> [Task prompt]
Please return every line below that contains the string "hand".

> [Record set]
* * * * *

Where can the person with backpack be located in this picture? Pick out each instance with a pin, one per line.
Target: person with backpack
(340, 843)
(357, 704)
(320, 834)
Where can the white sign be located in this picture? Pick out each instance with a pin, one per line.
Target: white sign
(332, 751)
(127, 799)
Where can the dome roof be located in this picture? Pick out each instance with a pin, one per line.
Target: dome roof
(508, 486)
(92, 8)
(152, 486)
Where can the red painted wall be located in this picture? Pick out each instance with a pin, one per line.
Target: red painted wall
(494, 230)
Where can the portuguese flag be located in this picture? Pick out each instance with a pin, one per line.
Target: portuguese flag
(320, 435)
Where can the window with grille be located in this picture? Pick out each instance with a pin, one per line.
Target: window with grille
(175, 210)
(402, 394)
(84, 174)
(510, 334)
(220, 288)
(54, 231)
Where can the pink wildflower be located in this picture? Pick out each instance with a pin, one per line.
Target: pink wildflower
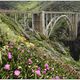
(57, 77)
(30, 61)
(38, 72)
(9, 55)
(39, 68)
(44, 72)
(17, 72)
(7, 67)
(46, 66)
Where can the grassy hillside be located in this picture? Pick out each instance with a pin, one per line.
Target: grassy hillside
(42, 5)
(34, 56)
(36, 53)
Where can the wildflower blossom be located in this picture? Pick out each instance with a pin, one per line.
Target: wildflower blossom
(7, 67)
(17, 72)
(38, 72)
(46, 66)
(9, 55)
(44, 72)
(30, 61)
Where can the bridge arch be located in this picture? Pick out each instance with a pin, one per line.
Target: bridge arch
(55, 22)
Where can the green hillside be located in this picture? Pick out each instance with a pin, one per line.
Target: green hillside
(30, 55)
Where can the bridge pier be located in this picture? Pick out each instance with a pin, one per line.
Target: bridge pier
(74, 26)
(37, 22)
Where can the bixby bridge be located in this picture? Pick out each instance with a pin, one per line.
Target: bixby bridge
(45, 21)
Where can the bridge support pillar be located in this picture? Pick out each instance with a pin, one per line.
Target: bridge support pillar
(37, 22)
(75, 26)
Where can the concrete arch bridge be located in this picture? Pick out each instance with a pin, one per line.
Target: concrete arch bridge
(45, 21)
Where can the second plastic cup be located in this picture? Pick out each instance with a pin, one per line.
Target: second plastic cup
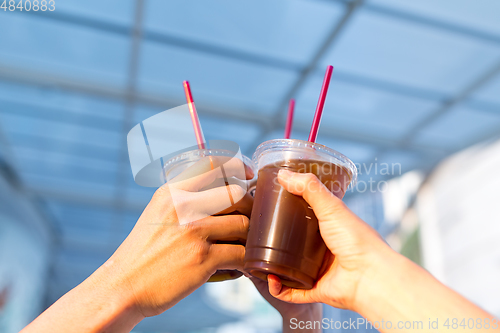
(284, 237)
(199, 161)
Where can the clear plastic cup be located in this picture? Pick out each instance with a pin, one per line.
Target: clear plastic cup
(186, 173)
(284, 237)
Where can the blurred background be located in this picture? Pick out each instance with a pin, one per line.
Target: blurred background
(414, 101)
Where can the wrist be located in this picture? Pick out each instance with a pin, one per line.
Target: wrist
(113, 297)
(389, 274)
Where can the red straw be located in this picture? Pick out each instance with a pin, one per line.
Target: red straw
(321, 102)
(289, 119)
(194, 116)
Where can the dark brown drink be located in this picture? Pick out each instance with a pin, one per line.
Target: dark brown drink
(284, 237)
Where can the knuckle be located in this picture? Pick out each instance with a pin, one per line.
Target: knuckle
(310, 177)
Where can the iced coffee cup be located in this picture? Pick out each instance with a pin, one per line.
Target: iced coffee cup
(284, 237)
(200, 170)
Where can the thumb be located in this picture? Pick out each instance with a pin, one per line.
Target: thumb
(323, 202)
(287, 294)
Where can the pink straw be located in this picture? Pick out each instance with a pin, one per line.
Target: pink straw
(321, 102)
(194, 116)
(289, 119)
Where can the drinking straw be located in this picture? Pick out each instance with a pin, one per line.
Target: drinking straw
(321, 102)
(289, 119)
(200, 139)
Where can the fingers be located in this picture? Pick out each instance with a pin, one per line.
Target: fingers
(227, 256)
(225, 228)
(288, 294)
(307, 185)
(218, 199)
(195, 206)
(205, 171)
(244, 206)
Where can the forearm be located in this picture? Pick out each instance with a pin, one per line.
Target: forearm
(401, 291)
(99, 304)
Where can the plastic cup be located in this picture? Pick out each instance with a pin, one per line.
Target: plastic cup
(194, 163)
(284, 237)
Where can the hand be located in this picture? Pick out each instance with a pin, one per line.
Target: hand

* * * * *

> [Output for this exercise]
Where can the hand be located in this picture? Pick out each instance with a pin, one per line.
Target: hand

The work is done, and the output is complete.